Problem
Given a binary tree, determine if it is a valid binary search tree (BST).
Assume a BST is defined as follows:
The left subtree of a node contains only nodes with keys less than the node's key.
The right subtree of a node contains only nodes with keys greater than the node's key.
Both the left and right subtrees must also be binary search trees.
Example 1:
Input:
2
/ \
1 3
Output: true
Example 2:
5
/ \
1 4
/ \
3 6
Output: false
Explanation: The input is: [5,1,4,null,null,3,6]. The root node's value
is 5 but its right child's value is 4.
Solution 1
/**
* Definition for a binary tree node.
* function TreeNode(val) {
* this.val = val;
* this.left = this.right = null;
* }
*/
/**
* @param {TreeNode} root
* @return {boolean}
*/
var isValidBST = function(root) {
return helper(root, Number.MIN_SAFE_INTEGER, Number.MAX_SAFE_INTEGER);
};
var helper = function (root, min, max) {
if (!root) return true;
if (root.val <= min || root.val >= max) return false;
return helper(root.left, min, root.val) && helper(root.right, root.val, max);
};
Explain:
nope.

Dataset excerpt

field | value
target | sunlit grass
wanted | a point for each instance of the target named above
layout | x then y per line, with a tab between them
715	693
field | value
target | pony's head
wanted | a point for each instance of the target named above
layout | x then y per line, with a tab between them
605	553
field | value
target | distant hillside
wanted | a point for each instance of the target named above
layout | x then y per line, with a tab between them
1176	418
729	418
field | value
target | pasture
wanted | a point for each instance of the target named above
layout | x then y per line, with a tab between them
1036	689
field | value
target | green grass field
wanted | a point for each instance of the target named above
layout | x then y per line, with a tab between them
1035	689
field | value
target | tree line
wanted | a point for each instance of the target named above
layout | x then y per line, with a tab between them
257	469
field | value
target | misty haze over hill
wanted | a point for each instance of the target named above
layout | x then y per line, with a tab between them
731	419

List of tasks -
1) According to the binary search tree problem, why is the output for Example 2 false?
2) Write a continuation of the binary search tree problem, starting after its final line.
You won't need the listing for any of this.

Final answers -
1) The root node's value is 5, but its right child's value is 4.

2)
Complexity:
- Time complexity : O(n).
n
为节点数。 - Space complexity : O(1).
Solution 2
/**
* Definition for a binary tree node.
* function TreeNode(val) {
* this.val = val;
* this.left = this.right = null;
* }
*/
/**
* @param {TreeNode} root
* @return {boolean}
*/
var isValidBST = function(root) {
var prev = null;
var now = root;
var stack = [];
while (now || stack.length) {
while (now) {
stack.push(now);
now = now.left;
}
now = stack.pop();
if (prev && prev.val >= now.val) return false;
prev = now;
now = now.right;
}
return true;
};
Explain:
nope.
Complexity:
- Time complexity : O(n).
n
为节点数。 - Space complexity : O(n).